***** Source

A couple of days ago a faithful reader left this comment on the blog:

Excuse me, but where the fuck is Mark Trail? Or has this site gone completely to hell?

I always feel strongly that foul-mouthed belligerence should get its way, so here you go! Honestly, I haven’t found the endless discussion of Ben Smith’s oversized lures (all the better to please a woman smuggle diamonds inside) particularly compelling, but I am enjoying today’s strip, in which Kelly natters on without waiting for Mark to respond. And that’s just as well, as I’m assuming that he long ago tuned her out. If we could see inside his mind, there would just be an adorable squirrel running back and forth on a tree branch, chittering amiably.

Apartment 3-G, 1/27/11

Speaking of tuning people out, this date has apparently gotten so dull that even Lu Ann has stopped paying attention to it. “Wait, you did what now? Spent money … on a thing … look, are we going to make out or what?”

**********

Written exercise: Copy the blog post from "A couple of" to "completely to hell?", swapping "reader" for "visitor". The lines that come next are separate material, unrelated to the blog post.

***** Supplied material

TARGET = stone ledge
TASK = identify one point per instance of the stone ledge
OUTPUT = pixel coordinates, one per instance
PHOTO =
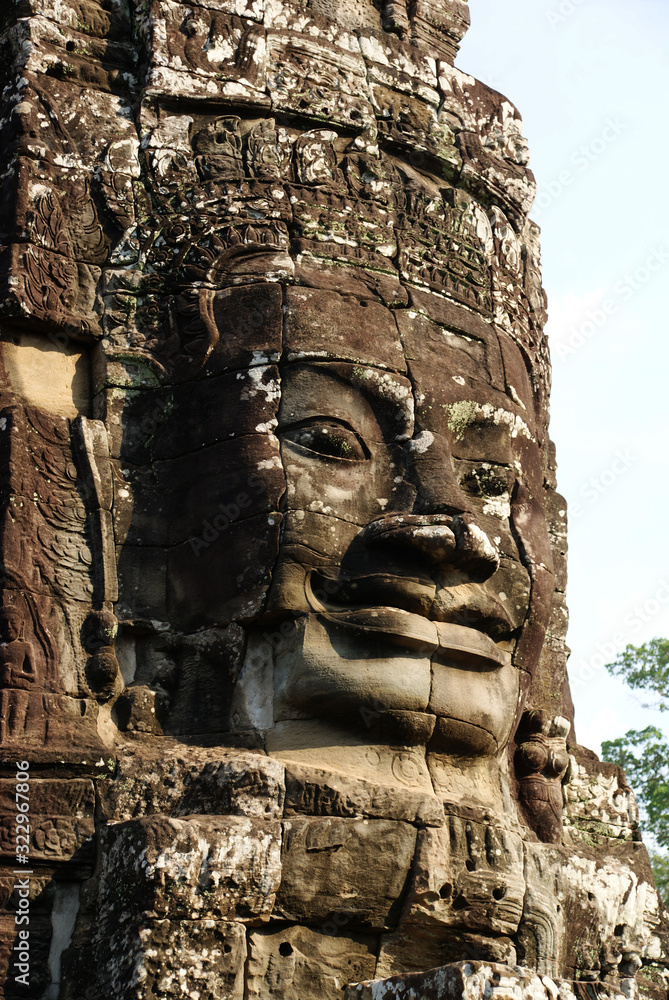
(471, 981)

**********

Completed exercise:
A couple of days ago a faithful visitor left this comment on the blog:

Excuse me, but where the fuck is Mark Trail? Or has this site gone completely to hell?